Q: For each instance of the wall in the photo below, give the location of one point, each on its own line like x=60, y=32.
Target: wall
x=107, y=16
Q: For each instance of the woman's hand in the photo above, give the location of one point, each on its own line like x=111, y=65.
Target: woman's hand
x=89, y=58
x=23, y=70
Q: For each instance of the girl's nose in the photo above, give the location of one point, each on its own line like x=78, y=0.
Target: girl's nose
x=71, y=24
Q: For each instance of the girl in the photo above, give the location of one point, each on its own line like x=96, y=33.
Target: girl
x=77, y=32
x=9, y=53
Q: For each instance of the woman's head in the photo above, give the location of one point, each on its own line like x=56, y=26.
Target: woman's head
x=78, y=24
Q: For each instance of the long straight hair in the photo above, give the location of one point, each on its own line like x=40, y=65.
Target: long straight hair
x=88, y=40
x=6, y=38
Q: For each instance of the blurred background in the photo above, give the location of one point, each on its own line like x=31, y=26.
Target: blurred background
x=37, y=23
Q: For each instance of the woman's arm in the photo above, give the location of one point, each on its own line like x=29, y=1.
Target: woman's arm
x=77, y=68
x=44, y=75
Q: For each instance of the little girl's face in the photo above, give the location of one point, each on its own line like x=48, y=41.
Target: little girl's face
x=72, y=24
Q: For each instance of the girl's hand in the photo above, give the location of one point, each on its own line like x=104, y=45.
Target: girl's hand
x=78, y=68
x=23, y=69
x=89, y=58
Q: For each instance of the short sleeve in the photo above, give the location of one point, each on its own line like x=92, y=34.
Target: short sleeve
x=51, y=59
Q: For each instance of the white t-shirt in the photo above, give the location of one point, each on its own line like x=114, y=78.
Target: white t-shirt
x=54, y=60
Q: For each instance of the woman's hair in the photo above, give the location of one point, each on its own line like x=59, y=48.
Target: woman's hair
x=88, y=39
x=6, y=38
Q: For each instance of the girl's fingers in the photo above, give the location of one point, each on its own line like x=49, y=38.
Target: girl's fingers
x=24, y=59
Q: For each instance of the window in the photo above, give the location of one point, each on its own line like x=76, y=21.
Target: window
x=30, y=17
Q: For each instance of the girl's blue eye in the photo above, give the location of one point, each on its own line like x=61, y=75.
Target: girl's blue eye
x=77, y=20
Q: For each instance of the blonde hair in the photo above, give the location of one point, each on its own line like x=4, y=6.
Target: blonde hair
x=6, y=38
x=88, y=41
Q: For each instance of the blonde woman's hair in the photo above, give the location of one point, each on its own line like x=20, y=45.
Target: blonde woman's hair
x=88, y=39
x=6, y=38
------------------------
▶ [Try it]
Reproduce every record in full, keeping each one exactly as it reads.

▶ [Output of the exercise]
Q: For each instance of the wall in the photo below, give the location of one point, each on its own line like x=60, y=32.
Target: wall
x=107, y=16
Q: For each instance of the woman's hand in the photo above, give the location of one point, each on its own line like x=111, y=65.
Target: woman's hand
x=89, y=58
x=23, y=70
Q: For each instance of the girl's nose in the photo above, give the location of one point, each on its own line like x=78, y=0.
Target: girl's nose
x=71, y=24
Q: For each instance of the girl in the photo above, give the location of one point, each on its own line like x=96, y=33.
Target: girl
x=77, y=32
x=9, y=53
Q: For each instance of the woman's head in the photo above, give the location of one point, each on its own line like x=56, y=26.
Target: woman's head
x=78, y=24
Q: For each instance of the long straight hair in the photo above, give the location of one point, each on its own line like x=40, y=65.
Target: long straight hair
x=88, y=40
x=6, y=38
Q: For each instance of the blurred background in the photo above, give the location of one point, each on its own line like x=31, y=26.
Target: blurred background
x=37, y=23
Q: For each instance of the woman's arm in the photo above, give the location of one point, each on its own line like x=29, y=1.
Target: woman's arm
x=77, y=68
x=44, y=75
Q: For each instance of the little girl's face in the photo above, give the location of one point, each on its own line like x=48, y=41.
Target: little girl's face
x=72, y=24
Q: For each instance of the girl's hand in the photo above, give the location of one point, each on its own line like x=104, y=45.
Target: girl's hand
x=78, y=68
x=23, y=69
x=89, y=58
Q: For each instance of the short sleeve in the photo above, give the location of one point, each on its own line like x=92, y=34.
Target: short sleeve
x=51, y=59
Q: For each instance of the white t-shirt in the photo above, give the location of one point, each on its own line like x=114, y=78.
Target: white t-shirt
x=54, y=60
Q: For each instance of the woman's hair in the photo above, give the location of one point, each on its own line like x=59, y=48.
Target: woman's hair
x=88, y=39
x=6, y=38
Q: For each instance of the girl's fingers in the photo above, give the location of one point, each on its own line like x=49, y=38.
Target: girl's fingers
x=24, y=59
Q: For each instance of the window in the photo above, give the location of one point, each on its own line like x=76, y=21.
Target: window
x=30, y=17
Q: For each instance of the girl's blue eye in the photo above, give the location of one point, each on its own line like x=61, y=75.
Target: girl's blue eye
x=77, y=20
Q: For each instance of the blonde hair in the photo above, give the location of one point, each on its own line like x=4, y=6.
Target: blonde hair
x=6, y=38
x=88, y=41
Q: For each instance of the blonde woman's hair in the photo above, give the location of one point, each on its own line like x=20, y=45.
Target: blonde woman's hair
x=88, y=39
x=6, y=38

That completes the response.